The following pictures are of typical Japanese trout streams.
For flyfishing in the streams of Japan, a light tackle is recommended unless you are after the sea-run trouts, Skaura-masu or Satsuki-masu which will require tackle similar to that for steelheading. I often used 7' to 8' rods for 2 to 4 weight lines. The streams in Japan, especially upstream will become very brushy in the summer so a short rod may come in handy.
The insects here in Japan are quite similar to the ones found elsewhere in the world. Mayflies, Caddis and Stoneflies are the three major aquatic insects in order of importance. Midges such as Diptera play an important role in the cooler months. Crane flies emerge in spring and the fish may care on nothing else during that time. The streams in Japan are free stone rivers often flowing rapidly. There are only few spring creeks in Japan. Therefore you may want to select flies with extra buoyancy for dry fly fishing, such as the western patterns, parachute style flies. One of the proven and most popular dry fly is the elk hair caddis. The average size of the actual insects in nymphal stage are #14 or #16 while size #12 and #14 are typical for adults.
Caddis Adult (Mating)
My Favorite Fly Patterns for Fishing Japanese Streams
Recipes are available, click on any of the picture and jump to the relevant fly tying page!

## Data section
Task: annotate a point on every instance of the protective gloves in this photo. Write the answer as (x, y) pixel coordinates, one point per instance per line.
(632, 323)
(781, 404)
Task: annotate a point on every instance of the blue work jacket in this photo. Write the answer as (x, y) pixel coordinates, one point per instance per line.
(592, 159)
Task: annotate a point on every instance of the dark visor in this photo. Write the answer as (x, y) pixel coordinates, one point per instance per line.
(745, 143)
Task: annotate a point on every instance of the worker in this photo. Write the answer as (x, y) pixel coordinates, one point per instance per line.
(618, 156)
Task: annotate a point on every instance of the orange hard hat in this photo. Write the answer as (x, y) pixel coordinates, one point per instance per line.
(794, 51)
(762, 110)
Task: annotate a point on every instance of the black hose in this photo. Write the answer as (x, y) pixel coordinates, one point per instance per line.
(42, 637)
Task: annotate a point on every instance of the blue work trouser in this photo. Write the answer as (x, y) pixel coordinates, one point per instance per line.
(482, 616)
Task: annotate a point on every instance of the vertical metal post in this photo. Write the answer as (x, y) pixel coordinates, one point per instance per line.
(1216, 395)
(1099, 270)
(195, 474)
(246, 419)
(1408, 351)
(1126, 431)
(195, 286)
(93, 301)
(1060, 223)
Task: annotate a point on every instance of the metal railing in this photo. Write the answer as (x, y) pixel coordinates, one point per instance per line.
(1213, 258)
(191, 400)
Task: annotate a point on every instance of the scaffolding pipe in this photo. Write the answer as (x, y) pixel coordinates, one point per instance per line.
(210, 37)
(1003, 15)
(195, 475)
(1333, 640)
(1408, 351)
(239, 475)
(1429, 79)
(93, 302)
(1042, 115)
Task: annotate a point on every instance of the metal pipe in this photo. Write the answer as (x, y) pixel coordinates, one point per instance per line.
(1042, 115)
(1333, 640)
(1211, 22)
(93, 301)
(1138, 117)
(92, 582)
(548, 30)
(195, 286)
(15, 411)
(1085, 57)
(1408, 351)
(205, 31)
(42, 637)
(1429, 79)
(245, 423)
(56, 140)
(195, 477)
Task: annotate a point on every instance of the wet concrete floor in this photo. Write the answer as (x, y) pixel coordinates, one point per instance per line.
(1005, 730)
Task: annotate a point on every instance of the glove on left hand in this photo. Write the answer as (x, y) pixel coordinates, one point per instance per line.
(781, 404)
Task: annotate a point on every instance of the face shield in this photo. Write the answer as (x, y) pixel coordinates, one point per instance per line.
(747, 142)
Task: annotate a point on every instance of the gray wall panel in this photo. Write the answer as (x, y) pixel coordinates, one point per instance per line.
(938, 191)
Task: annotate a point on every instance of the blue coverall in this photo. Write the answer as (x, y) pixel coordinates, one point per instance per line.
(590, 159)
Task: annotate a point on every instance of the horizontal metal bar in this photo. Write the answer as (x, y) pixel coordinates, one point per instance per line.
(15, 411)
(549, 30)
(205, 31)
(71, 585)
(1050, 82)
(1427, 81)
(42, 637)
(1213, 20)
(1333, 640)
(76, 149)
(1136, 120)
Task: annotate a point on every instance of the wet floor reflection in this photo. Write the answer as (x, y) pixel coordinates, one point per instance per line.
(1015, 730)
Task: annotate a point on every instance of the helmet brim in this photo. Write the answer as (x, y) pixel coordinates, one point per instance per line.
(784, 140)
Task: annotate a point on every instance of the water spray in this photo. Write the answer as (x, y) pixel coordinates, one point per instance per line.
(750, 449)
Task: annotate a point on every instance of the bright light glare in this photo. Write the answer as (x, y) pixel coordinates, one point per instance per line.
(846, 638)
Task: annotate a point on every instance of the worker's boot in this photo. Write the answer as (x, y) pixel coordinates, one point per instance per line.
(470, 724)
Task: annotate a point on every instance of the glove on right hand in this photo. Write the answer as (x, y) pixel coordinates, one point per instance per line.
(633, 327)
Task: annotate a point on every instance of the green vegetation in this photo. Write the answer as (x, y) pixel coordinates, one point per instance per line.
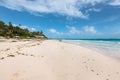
(10, 31)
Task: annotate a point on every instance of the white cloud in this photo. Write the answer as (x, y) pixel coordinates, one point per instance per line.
(73, 30)
(90, 29)
(115, 3)
(66, 7)
(26, 27)
(54, 31)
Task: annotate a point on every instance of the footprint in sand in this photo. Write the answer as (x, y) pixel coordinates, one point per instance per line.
(1, 58)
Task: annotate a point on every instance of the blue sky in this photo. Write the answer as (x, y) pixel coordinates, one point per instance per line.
(65, 18)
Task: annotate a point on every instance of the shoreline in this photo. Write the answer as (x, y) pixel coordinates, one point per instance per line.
(94, 48)
(54, 60)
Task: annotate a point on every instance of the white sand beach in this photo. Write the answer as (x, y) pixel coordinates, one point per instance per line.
(54, 60)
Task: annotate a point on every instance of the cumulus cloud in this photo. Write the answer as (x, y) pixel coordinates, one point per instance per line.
(115, 3)
(73, 30)
(90, 29)
(54, 31)
(65, 8)
(26, 27)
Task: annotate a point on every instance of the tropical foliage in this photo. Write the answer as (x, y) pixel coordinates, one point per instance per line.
(10, 31)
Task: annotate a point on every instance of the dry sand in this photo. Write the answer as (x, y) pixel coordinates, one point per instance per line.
(53, 60)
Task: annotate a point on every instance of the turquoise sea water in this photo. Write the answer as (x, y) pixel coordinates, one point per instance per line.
(110, 47)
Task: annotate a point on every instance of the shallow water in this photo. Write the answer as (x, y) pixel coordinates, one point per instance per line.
(109, 47)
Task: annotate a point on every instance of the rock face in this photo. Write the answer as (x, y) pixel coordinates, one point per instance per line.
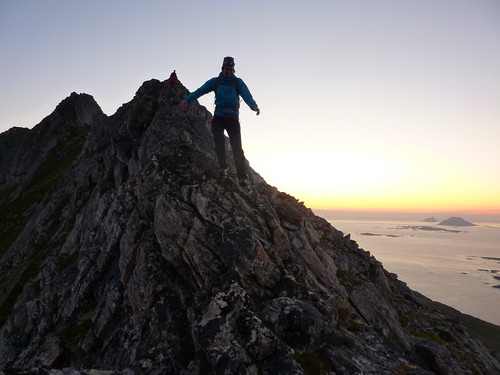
(122, 250)
(456, 222)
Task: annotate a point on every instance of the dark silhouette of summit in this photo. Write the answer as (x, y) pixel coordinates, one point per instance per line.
(121, 249)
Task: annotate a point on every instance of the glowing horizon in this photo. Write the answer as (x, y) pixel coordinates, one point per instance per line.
(367, 106)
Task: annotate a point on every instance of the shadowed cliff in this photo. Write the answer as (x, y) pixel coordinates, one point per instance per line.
(121, 249)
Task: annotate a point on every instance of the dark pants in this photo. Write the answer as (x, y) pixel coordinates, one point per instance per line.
(232, 126)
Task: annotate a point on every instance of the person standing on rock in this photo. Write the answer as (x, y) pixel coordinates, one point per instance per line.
(228, 89)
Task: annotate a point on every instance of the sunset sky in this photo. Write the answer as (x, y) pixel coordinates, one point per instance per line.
(365, 105)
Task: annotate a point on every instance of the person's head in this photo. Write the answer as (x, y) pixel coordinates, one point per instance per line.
(228, 66)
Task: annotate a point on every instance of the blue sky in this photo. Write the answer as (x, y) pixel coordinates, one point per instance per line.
(383, 104)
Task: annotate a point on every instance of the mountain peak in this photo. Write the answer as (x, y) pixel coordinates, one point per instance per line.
(124, 250)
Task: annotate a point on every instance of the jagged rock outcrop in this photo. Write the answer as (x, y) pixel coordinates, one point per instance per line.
(121, 250)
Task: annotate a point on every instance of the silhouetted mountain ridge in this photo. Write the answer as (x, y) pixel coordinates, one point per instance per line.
(121, 249)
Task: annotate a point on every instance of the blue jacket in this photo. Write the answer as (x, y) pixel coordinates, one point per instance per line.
(227, 92)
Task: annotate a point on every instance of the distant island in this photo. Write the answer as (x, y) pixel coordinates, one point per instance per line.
(431, 219)
(456, 222)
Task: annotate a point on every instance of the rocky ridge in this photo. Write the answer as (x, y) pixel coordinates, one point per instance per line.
(121, 250)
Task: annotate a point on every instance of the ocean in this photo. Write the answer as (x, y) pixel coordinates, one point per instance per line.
(457, 266)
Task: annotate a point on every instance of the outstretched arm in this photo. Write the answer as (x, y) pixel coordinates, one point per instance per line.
(247, 96)
(205, 89)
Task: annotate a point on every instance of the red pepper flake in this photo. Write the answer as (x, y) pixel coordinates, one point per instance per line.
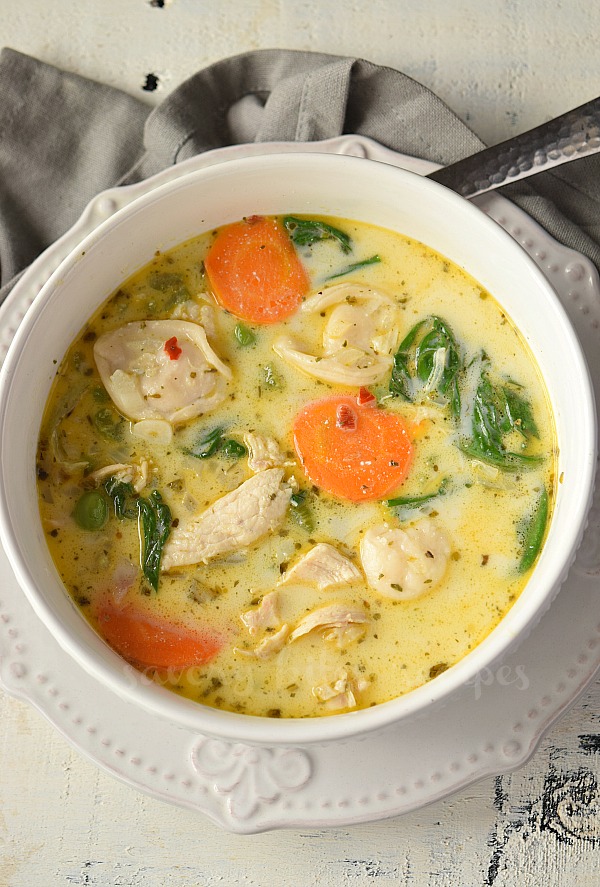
(172, 348)
(346, 418)
(365, 398)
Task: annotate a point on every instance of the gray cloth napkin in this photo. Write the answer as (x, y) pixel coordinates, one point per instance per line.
(64, 138)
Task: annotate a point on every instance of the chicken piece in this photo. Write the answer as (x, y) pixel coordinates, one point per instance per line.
(234, 521)
(263, 452)
(161, 369)
(404, 564)
(360, 336)
(266, 615)
(270, 645)
(136, 475)
(338, 621)
(340, 693)
(324, 567)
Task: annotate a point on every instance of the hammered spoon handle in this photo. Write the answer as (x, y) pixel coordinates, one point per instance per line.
(565, 138)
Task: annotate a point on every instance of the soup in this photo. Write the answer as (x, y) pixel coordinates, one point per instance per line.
(296, 466)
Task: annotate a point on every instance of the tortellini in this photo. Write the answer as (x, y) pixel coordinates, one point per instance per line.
(359, 337)
(161, 370)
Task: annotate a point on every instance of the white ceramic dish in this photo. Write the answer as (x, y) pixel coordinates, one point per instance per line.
(169, 215)
(494, 722)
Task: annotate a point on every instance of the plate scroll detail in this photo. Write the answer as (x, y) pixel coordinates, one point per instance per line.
(248, 776)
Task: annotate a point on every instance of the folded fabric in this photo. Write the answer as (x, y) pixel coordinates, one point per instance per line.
(64, 138)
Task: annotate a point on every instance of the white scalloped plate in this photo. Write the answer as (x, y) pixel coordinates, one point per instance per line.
(494, 724)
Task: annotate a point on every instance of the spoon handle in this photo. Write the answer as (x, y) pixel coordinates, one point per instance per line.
(565, 138)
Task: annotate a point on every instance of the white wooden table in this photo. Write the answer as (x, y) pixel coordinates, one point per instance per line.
(503, 66)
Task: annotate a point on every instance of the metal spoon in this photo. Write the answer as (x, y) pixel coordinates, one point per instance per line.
(565, 138)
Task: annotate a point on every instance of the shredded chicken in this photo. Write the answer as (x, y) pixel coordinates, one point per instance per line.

## What you are asked to do
Please answer these questions from the text on flyfishing Japanese trout streams:
1. What rod lengths does the writer say they often used?
2. Which insects emerge in spring?
3. What hook sizes are typical for adult insects?

## The solution
1. 7' to 8' rods, for 2 to 4 weight lines.
2. Crane flies.
3. Sizes #12 and #14.